ABNER ['Abnér, 'A6evip], fils de Ner, qui était le frère de Kis, père de Saül (1 Sam. XIV, 50). Abner commandait les troupes de Saul, et lui resta fidèle jusqu'à sa mort; il proclama alors roi d'Israël Isboseth, fils de Saül, dont l'autorité fut reconnue par toutes les tribus, sauf celle de Juda qui prit parti pour David (2 Sam. II, 8-10). Abner, battu par Joab, général de David, tua le jeune frère de Joab, Azaël, qui le poursuivait (2 Sam. II, 12-28). Il perdit la confiance d'Isboseth qui lui reprocha d'avoir eu des relations avec une concubine de Saül (2 Sam. III, 7 et suiv.), ce qui, dans les idées du temps, paraissait impliquer des visées à la couronne (voy. Abisag). Irrité de cette ingratitude, Abner abandonna le parti d'Isboseth pour passer du côté de David dont il reçut un accueil favorable à Hébron (2 Sam. III, 20); presque aussitôt après il fut traîtreusement assassiné par Joab qui vengeait ainsi la mort de son frère Azaël (III, 27). Ne pouvant punir le trop puissant coupable, David honora du moins la mémoire d'Abner, suivit son cercueil et composa une élégie sur sa mort (2 Sam. III, 35 et suiv.).

:::::

• [Exercices]
- A) Résumez la notice sur Abner en deux phrases.
- B) D'après la notice sur Abner, dans quelle ville David a-t-il bien accueilli Abner ?
Le matériel ci-dessous vient d'une autre source que le texte.

• [Données recueillies]
:::::

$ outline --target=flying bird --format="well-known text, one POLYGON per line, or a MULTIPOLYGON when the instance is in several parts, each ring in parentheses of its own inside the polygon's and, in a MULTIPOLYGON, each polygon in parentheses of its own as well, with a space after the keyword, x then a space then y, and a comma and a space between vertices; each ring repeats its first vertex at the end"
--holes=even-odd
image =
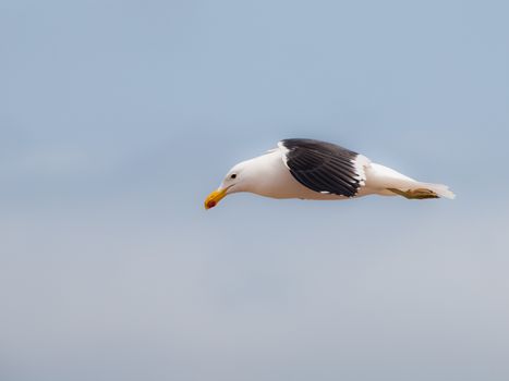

:::::

• [Réponses]
- A) Abner, qui commandait les troupes de Saül, lui resta fidèle jusqu'à sa mort, puis proclama roi Isboseth, fils de Saül, avant de passer du côté de David après avoir perdu la confiance d'Isboseth. Presque aussitôt, il fut assassiné par Joab, qui vengeait la mort de son frère Azaël, et David honora sa mémoire.

- B) À Hébron.